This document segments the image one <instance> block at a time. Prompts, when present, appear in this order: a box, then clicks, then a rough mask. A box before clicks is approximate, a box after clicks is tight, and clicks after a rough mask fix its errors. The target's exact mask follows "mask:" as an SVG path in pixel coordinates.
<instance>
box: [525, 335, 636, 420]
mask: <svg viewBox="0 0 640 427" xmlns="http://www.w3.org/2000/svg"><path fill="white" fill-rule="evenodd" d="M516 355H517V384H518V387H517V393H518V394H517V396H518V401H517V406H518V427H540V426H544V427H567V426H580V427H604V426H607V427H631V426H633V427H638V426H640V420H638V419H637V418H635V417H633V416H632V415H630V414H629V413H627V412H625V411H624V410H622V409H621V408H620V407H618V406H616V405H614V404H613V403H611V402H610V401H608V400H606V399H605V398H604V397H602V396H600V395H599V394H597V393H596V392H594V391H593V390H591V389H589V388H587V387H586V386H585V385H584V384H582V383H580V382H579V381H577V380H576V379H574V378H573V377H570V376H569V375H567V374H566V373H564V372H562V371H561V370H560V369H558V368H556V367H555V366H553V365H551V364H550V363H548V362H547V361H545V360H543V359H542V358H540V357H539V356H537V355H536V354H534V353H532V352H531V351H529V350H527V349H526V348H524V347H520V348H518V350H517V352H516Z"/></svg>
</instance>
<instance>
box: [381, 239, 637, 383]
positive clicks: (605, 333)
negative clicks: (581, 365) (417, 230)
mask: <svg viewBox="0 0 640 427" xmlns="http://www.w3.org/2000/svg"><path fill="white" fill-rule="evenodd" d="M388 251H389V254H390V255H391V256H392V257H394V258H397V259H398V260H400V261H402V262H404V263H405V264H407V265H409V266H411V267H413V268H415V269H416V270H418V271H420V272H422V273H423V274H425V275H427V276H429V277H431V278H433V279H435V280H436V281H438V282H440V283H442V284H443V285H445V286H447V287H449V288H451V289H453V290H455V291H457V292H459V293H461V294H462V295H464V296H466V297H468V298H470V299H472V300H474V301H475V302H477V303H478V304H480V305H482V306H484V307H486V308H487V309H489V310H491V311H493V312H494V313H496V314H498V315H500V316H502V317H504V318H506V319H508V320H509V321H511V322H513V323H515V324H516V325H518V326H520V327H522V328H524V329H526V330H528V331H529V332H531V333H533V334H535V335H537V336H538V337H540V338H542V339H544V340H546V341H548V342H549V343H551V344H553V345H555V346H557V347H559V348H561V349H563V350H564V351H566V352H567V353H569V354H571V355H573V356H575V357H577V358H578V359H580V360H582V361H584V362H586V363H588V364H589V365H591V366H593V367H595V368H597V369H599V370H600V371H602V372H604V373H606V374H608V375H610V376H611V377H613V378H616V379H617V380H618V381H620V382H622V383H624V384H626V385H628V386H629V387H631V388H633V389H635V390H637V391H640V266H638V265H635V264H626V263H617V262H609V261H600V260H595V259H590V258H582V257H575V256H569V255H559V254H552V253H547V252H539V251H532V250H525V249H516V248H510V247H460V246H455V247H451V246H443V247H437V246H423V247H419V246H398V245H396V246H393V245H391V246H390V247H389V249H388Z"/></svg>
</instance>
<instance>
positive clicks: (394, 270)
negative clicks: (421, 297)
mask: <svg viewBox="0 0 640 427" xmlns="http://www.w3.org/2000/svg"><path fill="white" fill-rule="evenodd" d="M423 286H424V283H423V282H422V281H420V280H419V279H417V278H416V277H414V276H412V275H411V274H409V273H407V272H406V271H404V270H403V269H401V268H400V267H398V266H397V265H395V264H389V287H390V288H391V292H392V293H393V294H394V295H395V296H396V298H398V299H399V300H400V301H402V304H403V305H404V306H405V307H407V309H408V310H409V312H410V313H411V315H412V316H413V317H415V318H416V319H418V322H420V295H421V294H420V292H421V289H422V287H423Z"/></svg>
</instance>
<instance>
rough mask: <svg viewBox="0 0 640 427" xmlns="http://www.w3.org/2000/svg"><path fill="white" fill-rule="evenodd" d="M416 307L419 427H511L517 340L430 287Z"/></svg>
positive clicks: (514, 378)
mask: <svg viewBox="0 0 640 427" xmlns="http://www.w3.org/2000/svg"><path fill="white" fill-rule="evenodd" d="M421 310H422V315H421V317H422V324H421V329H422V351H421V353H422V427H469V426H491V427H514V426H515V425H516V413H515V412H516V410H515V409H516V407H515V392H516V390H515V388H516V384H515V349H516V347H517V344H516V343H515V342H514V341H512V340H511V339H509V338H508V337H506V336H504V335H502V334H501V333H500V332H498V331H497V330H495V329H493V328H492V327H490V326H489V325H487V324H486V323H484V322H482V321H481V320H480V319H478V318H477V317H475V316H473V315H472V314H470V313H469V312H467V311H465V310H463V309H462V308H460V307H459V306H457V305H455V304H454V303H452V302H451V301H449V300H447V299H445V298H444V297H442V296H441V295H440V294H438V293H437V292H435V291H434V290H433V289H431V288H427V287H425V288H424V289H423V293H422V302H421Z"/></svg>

▸ WHAT YOU HAVE TO DO:
Write the records again exactly as they stand.

▸ RESULT FOR THIS TASK:
This document segments the image one <instance> block at a time. Prompts, when present, appear in this order: a box, then clicks, then a rough mask. A box before clicks is approximate, a box after clicks is tight, and clicks after a rough mask fix its errors. The target's exact mask follows "mask:" as an SVG path in pixel coordinates.
<instance>
box: [525, 335, 636, 420]
mask: <svg viewBox="0 0 640 427" xmlns="http://www.w3.org/2000/svg"><path fill="white" fill-rule="evenodd" d="M516 355H517V384H518V387H517V393H518V394H517V396H518V401H517V406H518V427H540V426H544V427H567V426H580V427H604V426H607V427H631V426H633V427H638V426H640V420H638V419H637V418H635V417H633V416H632V415H630V414H629V413H627V412H625V411H624V410H622V409H621V408H620V407H618V406H616V405H614V404H613V403H611V402H610V401H608V400H606V399H605V398H604V397H602V396H600V395H599V394H597V393H596V392H594V391H593V390H591V389H589V388H587V387H586V386H585V385H584V384H582V383H580V382H579V381H577V380H576V379H574V378H573V377H570V376H569V375H567V374H566V373H564V372H562V371H561V370H560V369H558V368H556V367H555V366H553V365H551V364H550V363H548V362H547V361H545V360H543V359H542V358H540V357H539V356H537V355H536V354H534V353H532V352H531V351H529V350H527V349H526V348H524V347H520V348H518V350H517V352H516Z"/></svg>
</instance>
<instance>
box: [381, 239, 637, 383]
positive clicks: (605, 333)
negative clicks: (581, 365) (417, 230)
mask: <svg viewBox="0 0 640 427" xmlns="http://www.w3.org/2000/svg"><path fill="white" fill-rule="evenodd" d="M388 251H389V254H390V255H391V256H392V257H394V258H397V259H398V260H400V261H402V262H404V263H405V264H407V265H409V266H411V267H413V268H415V269H416V270H418V271H420V272H422V273H423V274H425V275H427V276H429V277H431V278H433V279H435V280H436V281H438V282H440V283H442V284H443V285H445V286H447V287H449V288H451V289H453V290H455V291H457V292H459V293H461V294H462V295H464V296H466V297H468V298H470V299H472V300H474V301H475V302H477V303H478V304H480V305H482V306H484V307H486V308H487V309H489V310H491V311H493V312H494V313H496V314H498V315H500V316H502V317H504V318H506V319H508V320H509V321H511V322H513V323H515V324H516V325H518V326H520V327H522V328H524V329H526V330H528V331H529V332H531V333H533V334H535V335H537V336H538V337H540V338H542V339H544V340H546V341H548V342H549V343H551V344H553V345H555V346H557V347H559V348H561V349H563V350H564V351H566V352H567V353H569V354H571V355H573V356H575V357H577V358H578V359H580V360H582V361H584V362H586V363H588V364H589V365H591V366H593V367H595V368H597V369H599V370H600V371H602V372H604V373H606V374H608V375H610V376H611V377H613V378H616V379H617V380H618V381H620V382H622V383H624V384H626V385H628V386H629V387H631V388H633V389H635V390H637V391H640V266H638V265H635V264H626V263H617V262H609V261H600V260H595V259H590V258H582V257H575V256H569V255H559V254H552V253H547V252H539V251H532V250H525V249H516V248H510V247H460V246H455V247H451V246H443V247H437V246H423V247H419V246H398V245H396V246H393V245H391V246H390V247H389V249H388Z"/></svg>
</instance>
<instance>
positive clicks: (394, 270)
negative clicks: (421, 297)
mask: <svg viewBox="0 0 640 427" xmlns="http://www.w3.org/2000/svg"><path fill="white" fill-rule="evenodd" d="M423 286H424V283H423V282H422V281H420V280H419V279H417V278H416V277H414V276H412V275H411V274H409V273H407V272H406V271H404V270H403V269H401V268H400V267H398V266H397V265H395V264H389V287H390V288H391V292H392V293H393V294H394V295H395V296H396V298H398V299H399V300H400V301H402V304H403V305H404V306H405V307H407V309H408V310H409V312H410V313H411V315H412V316H413V317H415V318H416V319H418V322H420V295H421V294H420V292H421V289H422V287H423Z"/></svg>
</instance>
<instance>
rough mask: <svg viewBox="0 0 640 427" xmlns="http://www.w3.org/2000/svg"><path fill="white" fill-rule="evenodd" d="M416 307L419 427H511L517 340L430 287Z"/></svg>
positive clicks: (514, 378)
mask: <svg viewBox="0 0 640 427" xmlns="http://www.w3.org/2000/svg"><path fill="white" fill-rule="evenodd" d="M421 310H422V315H421V317H422V324H421V329H422V351H421V353H422V427H469V426H491V427H514V426H515V425H516V413H515V412H516V410H515V409H516V407H515V392H516V390H515V388H516V384H515V349H516V347H517V344H516V343H515V342H514V341H512V340H511V339H509V338H508V337H506V336H504V335H502V334H501V333H500V332H498V331H497V330H495V329H493V328H492V327H490V326H489V325H487V324H486V323H484V322H482V321H481V320H480V319H478V318H477V317H475V316H473V315H472V314H470V313H469V312H467V311H465V310H463V309H462V308H460V307H459V306H457V305H455V304H454V303H452V302H451V301H449V300H447V299H445V298H444V297H442V296H441V295H440V294H438V293H437V292H435V291H434V290H433V289H431V288H427V287H425V288H424V289H423V293H422V302H421Z"/></svg>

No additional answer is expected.